- [ARBEITSAUFTRAG]
Gib bitte die Zeilen unten wortgetreu wieder, beginnend mit der Zeile, die „Which element in the image above corresponds to the green“ enthält, bis einschließlich der letzten Zeile.

Einträge zur Beschriftung von Bildbereichen
•••

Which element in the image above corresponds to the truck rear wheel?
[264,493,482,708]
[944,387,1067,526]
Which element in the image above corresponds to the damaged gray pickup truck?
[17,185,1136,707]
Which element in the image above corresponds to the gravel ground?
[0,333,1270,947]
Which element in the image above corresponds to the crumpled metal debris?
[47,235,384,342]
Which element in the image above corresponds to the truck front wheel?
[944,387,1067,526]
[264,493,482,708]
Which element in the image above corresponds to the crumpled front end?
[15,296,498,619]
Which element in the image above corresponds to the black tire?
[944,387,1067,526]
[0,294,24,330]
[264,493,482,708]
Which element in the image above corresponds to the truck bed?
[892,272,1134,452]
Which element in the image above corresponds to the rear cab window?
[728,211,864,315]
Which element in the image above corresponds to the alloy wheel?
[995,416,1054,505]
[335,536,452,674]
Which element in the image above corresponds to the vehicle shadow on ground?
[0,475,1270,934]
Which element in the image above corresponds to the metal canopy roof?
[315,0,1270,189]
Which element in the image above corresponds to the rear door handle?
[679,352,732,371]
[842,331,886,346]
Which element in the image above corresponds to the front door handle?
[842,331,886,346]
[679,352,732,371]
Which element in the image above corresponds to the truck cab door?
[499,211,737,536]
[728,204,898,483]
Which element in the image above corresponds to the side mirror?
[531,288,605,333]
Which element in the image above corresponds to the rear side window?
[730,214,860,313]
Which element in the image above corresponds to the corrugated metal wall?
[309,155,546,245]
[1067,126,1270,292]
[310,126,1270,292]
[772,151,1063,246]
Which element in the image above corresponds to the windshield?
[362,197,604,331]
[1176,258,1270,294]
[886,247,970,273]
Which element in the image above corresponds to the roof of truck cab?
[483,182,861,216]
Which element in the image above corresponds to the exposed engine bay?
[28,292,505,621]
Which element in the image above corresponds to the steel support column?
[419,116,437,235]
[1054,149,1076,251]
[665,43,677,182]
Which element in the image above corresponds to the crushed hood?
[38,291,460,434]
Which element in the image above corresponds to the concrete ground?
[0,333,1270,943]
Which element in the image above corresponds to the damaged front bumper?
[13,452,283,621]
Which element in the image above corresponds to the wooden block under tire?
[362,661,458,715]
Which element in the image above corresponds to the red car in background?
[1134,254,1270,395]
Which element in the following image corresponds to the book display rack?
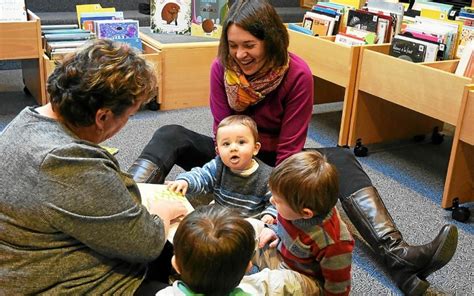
[0,10,46,105]
[140,28,219,110]
[42,36,163,104]
[441,84,474,208]
[348,45,471,146]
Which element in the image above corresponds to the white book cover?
[0,0,28,22]
[150,0,191,35]
[137,183,194,243]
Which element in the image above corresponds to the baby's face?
[270,192,304,221]
[216,124,260,171]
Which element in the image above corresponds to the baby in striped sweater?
[167,115,276,224]
[253,151,354,295]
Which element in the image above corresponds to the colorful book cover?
[150,0,191,35]
[95,20,142,50]
[191,0,229,38]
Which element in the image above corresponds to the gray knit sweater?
[0,108,166,295]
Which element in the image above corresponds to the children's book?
[95,20,143,51]
[150,0,191,35]
[0,0,27,22]
[137,183,194,243]
[191,0,229,38]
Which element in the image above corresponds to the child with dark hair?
[156,205,320,296]
[167,115,276,223]
[255,151,354,295]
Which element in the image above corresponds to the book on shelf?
[347,9,378,33]
[76,4,115,26]
[150,0,191,35]
[79,11,123,32]
[454,41,474,78]
[0,0,28,22]
[95,20,143,51]
[137,183,194,242]
[389,35,434,63]
[191,0,229,38]
[334,32,365,46]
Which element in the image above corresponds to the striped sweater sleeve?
[176,159,217,194]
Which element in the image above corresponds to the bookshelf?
[42,40,163,104]
[0,10,46,105]
[140,28,219,110]
[441,84,474,208]
[348,45,471,146]
[288,30,378,146]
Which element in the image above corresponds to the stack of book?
[41,24,95,59]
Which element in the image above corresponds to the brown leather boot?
[128,158,165,184]
[341,186,458,295]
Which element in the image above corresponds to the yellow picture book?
[137,183,194,243]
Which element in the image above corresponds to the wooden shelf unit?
[348,45,471,146]
[42,40,163,103]
[141,34,219,110]
[0,10,46,105]
[441,84,474,208]
[288,30,380,146]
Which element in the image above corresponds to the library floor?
[0,70,474,295]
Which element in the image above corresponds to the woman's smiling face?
[227,24,266,76]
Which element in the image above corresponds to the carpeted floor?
[0,70,474,295]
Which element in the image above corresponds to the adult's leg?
[310,147,457,295]
[135,241,174,296]
[128,125,216,183]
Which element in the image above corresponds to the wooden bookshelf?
[0,10,46,105]
[348,45,471,146]
[42,40,163,103]
[441,84,474,208]
[141,30,219,110]
[288,30,380,146]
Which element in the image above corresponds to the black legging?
[140,125,372,197]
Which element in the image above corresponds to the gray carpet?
[0,70,474,295]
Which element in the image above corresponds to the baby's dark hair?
[173,205,255,296]
[269,150,339,215]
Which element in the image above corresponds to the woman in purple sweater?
[129,0,457,295]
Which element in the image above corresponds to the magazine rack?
[140,28,219,110]
[441,84,474,208]
[348,45,471,146]
[288,29,374,146]
[42,40,163,104]
[0,10,46,105]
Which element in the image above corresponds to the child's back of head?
[173,205,255,295]
[269,150,339,215]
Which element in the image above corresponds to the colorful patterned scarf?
[224,58,290,112]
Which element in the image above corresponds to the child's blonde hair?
[216,115,258,143]
[269,151,339,215]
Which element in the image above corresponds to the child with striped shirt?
[253,151,354,295]
[167,115,276,224]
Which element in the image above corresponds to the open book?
[137,183,194,243]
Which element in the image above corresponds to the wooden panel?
[348,91,442,146]
[288,30,360,87]
[459,91,474,145]
[0,12,41,60]
[358,49,470,125]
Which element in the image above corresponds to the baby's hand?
[258,228,279,249]
[260,214,275,224]
[165,180,188,195]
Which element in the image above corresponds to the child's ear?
[301,208,314,219]
[171,255,181,274]
[253,142,262,156]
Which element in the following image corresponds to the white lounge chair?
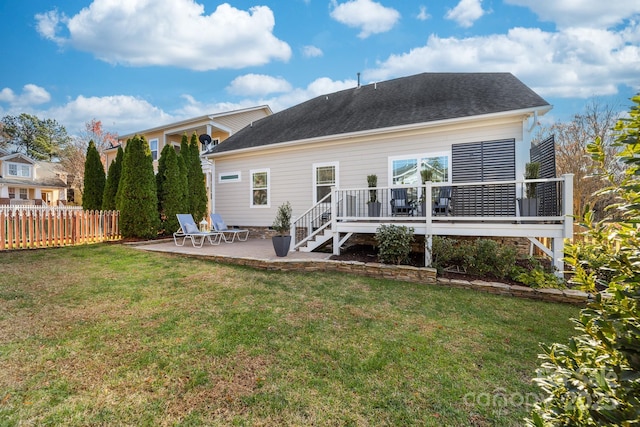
[173,214,223,248]
[211,214,249,243]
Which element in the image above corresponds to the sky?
[0,0,640,135]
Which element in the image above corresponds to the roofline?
[201,104,553,159]
[114,104,273,141]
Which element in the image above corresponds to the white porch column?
[423,181,433,267]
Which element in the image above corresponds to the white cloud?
[364,24,640,98]
[505,0,640,28]
[36,0,291,71]
[302,45,324,58]
[331,0,400,39]
[0,84,51,108]
[227,74,291,96]
[445,0,485,28]
[416,6,431,21]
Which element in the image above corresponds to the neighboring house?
[0,149,67,206]
[204,73,572,274]
[105,105,272,214]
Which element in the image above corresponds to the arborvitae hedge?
[102,146,124,211]
[116,135,159,239]
[82,140,106,210]
[156,145,189,234]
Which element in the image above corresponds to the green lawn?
[0,244,579,426]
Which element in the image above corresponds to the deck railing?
[0,206,121,250]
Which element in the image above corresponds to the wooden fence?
[0,206,122,250]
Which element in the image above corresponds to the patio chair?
[433,187,451,216]
[211,214,249,243]
[173,214,223,248]
[390,188,416,216]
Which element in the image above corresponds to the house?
[0,149,67,206]
[208,73,572,274]
[105,105,272,214]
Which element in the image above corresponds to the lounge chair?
[211,214,249,243]
[173,214,222,248]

•••

- [SCHRIFTLICHE ANTWORT]
Which element in the image above corresponds to the green lawn?
[0,244,579,426]
Which element in the image above corresponds to the deck railing?
[0,206,121,250]
Which element in the image above corresponds to the wooden fence?
[0,206,122,250]
Which element in the image above corresponds to the patio chair?
[433,187,451,216]
[211,214,249,243]
[173,214,223,248]
[390,188,416,216]
Which element in the image above corresponds to the house?
[0,149,67,206]
[208,73,572,274]
[105,105,272,214]
Which element in the image above corresponds to the lounge chair?
[211,214,249,243]
[173,214,222,248]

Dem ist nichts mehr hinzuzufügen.